--- begin Selected excerpt ---
Tiny Wisdom: All the Fun You Missed

“Don’t let the past hold you back; you’re missing the good stuff.” -Unknown

There have been times when I’ve regretted that I missed out on so much when I was younger.

Because I held onto pain so tightly, I missed out on countless opportunities for fun while sitting alone and feeling bad for myself.

Because I felt so insecure for so long, I missed out on the chance to make strong friendships while shutting down and assuming people would hurt me.

And because I was afraid of failing, I missed out on all kinds of professional opportunities while doing what felt easy and safe.

Now, in my early 30s, it’s tempting to look back and feel bad for squandering those years when I was so full of potential. Then I remember: I still am.

The other night, I attended a family function with many of the amazing, interesting people who I didn’t fully appreciate when I was caught up in my personal dramas. I planned to leave early because I was somewhat tired, but I ended up dancing until the last song with my big fat Italian family.
--- end Selected excerpt ---
--- begin Material ---
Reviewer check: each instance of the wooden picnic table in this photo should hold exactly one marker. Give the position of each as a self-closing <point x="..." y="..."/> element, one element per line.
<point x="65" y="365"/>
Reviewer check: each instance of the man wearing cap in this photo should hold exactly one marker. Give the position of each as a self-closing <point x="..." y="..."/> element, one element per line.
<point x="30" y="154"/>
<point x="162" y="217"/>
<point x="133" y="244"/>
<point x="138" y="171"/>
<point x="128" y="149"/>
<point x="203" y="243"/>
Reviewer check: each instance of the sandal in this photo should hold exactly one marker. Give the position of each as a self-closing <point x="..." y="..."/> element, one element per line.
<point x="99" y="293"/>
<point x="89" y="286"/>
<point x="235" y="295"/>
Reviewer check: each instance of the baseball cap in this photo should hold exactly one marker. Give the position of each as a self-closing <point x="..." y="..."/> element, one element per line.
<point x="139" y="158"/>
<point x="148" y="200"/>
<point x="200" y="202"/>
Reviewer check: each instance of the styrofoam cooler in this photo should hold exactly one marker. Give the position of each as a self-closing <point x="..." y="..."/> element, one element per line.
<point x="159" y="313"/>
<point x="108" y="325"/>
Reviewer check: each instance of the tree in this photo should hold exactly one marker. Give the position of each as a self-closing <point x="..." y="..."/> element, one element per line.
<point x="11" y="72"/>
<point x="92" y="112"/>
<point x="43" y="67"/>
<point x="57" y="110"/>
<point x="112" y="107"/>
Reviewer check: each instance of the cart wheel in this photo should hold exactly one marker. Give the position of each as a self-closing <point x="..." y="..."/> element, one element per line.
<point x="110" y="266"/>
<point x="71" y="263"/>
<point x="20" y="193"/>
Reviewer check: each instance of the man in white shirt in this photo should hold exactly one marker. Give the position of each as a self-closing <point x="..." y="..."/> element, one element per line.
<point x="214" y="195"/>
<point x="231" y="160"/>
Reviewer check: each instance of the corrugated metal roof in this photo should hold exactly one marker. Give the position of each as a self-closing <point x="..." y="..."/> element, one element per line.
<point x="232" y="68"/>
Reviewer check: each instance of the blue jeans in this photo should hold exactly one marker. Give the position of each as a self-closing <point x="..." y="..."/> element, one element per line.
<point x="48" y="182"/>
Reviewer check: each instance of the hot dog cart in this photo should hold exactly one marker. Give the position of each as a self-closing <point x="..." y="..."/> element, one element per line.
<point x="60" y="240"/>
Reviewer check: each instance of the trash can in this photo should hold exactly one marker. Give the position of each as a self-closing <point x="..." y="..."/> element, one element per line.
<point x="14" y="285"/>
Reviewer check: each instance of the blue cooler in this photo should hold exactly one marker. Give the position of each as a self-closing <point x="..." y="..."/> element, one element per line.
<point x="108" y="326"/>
--- end Material ---
**Task goal**
Retype the part of the "Tiny Wisdom" piece on missed fun that opens with the words containing "And because I" and closes with "I still am.".

**Task answer**
And because I was afraid of failing, I missed out on all kinds of professional opportunities while doing what felt easy and safe.

Now, in my early 30s, it’s tempting to look back and feel bad for squandering those years when I was so full of potential. Then I remember: I still am.